Answer these questions from the biographical sketch of Peter Heywood:
1. On what date did Peter Heywood enter the Royal Navy as a midshipman?
2. To which anchorage did the Bounty move on 25 December?
3. Who relieved Heywood from the first watch at about 12 o'clock?

- Page excerpt
···

Peter Heywood, a biographical sketch


by Michael Phillips


On 6 June 1773, at her home near Douglas, Elizabeth Heywood gave birth to a son who was named Peter after his father, a Deemster, or Justice, in the Isle of Man and Seneschal or steward to the Duke of Atholl.
Influenced no doubt by his uncle, Captain Thomas Pasley, his aunt's husband, young Peter entered the Royal Navy as a midshipman on 11 October 1786, four months after his thirteenth birthday.
Just over a year later, on 23 December 1787, he sailed from Spithead on his first voyage in an armed transport of 215 tons named Bounty, commanded by Lieutenant William Bligh, which had been purchased by the government to carry breadfruit plants from Tahiti, then called Otaheite, to the West Indies.

The story of the voyage, and the extraordinary inter-relations between Bligh and the others on board that culminated in the mutiny on that fatal morning of 28 April 1789, is well known, so I will concentrate on the events that affected Peter Heywood.

Lieutenant Bligh's Narrative of the Mutiny contains nothing which would implicate his own conduct, but fortunately we have the journal of the Boatswain's Mate, James Morrison, later lost as a gunner in Troubridge's flagship Blenheim, and Peter Heywood's own account.

TThe Bounty arrived in Matavie Bay on 26 October 1788 from Van Dieman's Land, Tasmania, and the Cape of Good Hope after unsuccessfully attempting to round Cape Horn. A tent was pitched on Point Venus for David Nelson, the botanist, and Fletcher Christian, Peter Heywood and four men were sent to act as a guard.
Meanwhile the Bounty's people used every article of trade they possessed to barter for hogs which were salted down. Bounty moved to Oparre, a more secure anchorage, on 25 December.
The loading of breadfruit, the object of their voyage, having been accomplished, they sailed on the morning of 4 April 1789 and completed their watering at Annamooka over the 25-26th where they also took on board large quantities of yams, coconuts and plantains.

On Monday, 27 April 1789 Peter Heywood kept the first watch with John Fryer, the Master. When he was relieved by Midshipman Edward Young about 12 o'clock he went below and slept in his hammock until an hour after daylight.
When he awoke and looked up at the hatchway he saw Matthew Thompson, a seaman who kept the middle watch, seated on the arm's chest with a cutlass in his hand. When queried he told Heywood that "Mr Christian had taken over the ship from the Captain, whom he had confined on deck." Heywood and William Elphinstone, a Master's Mate, dressed and went on deck to find the Captain standing on the larboard side of the quarter deck, in his shirt, with his hands tied behind him, and Fletcher Christian standing on his right side with a drawn bayonet in his hand and a small pistol in his pocket.

The large cutter was hoisted out and the nineteen who were to be sent away in her were hustled over the side. The boat being very deep in the water, Mr Bligh called out to those remaining "For God's sake, my lads, don't any more of you come into the boat. I'll do you justice if ever I reach home."

Heywood remained in the Bounty. Not yet 16 years old he felt that he was under the protection of the Captain and, if Bligh had ordered him to accompany them, he would have done so, although he was convinced that they were all going to their deaths.
However George Stewart, another midshipman convinced him that it would be dangerous to stay on board but when they attempted to leave their berth with their possessions they were detained by Matthew Thompson, who pointed a pistol at them.
By the time they were allowed on deck the launch was far astern.

···

[Rows of box annotation data]
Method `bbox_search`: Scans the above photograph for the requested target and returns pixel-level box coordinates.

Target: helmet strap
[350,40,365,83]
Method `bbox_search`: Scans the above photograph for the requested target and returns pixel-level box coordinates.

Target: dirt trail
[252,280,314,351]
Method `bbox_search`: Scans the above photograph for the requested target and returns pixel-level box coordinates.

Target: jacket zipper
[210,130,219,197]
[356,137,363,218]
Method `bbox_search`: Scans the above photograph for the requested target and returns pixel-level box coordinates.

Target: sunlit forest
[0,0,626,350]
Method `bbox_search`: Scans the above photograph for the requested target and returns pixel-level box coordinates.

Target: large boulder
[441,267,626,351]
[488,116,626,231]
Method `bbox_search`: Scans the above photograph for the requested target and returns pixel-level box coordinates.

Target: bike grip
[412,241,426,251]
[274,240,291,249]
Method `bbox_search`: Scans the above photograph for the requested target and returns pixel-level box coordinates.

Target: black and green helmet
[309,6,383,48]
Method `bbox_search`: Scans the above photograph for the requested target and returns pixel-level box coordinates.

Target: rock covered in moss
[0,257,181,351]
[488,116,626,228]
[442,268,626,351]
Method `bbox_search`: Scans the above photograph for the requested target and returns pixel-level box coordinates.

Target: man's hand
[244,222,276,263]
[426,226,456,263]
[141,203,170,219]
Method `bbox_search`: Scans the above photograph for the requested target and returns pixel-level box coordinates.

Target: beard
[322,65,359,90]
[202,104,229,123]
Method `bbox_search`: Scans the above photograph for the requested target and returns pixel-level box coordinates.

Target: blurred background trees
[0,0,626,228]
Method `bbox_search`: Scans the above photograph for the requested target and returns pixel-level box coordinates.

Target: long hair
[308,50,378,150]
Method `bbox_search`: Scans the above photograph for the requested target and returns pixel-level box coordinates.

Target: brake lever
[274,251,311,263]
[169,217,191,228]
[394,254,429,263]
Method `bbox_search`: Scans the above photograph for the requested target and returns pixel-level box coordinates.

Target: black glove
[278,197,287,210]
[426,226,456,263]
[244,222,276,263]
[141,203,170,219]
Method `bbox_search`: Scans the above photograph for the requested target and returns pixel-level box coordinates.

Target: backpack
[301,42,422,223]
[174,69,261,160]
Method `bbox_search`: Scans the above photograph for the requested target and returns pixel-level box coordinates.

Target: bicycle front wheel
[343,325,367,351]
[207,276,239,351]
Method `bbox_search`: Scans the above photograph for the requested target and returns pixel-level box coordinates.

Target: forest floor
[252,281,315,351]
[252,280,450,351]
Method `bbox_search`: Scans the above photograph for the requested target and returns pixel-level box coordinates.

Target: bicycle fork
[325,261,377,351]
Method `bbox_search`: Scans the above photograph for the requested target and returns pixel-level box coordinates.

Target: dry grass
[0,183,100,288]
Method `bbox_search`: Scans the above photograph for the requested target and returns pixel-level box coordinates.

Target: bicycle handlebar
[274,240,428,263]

···

- Solution
1. 11 October 1786
2. Oparre
3. Midshipman Edward Young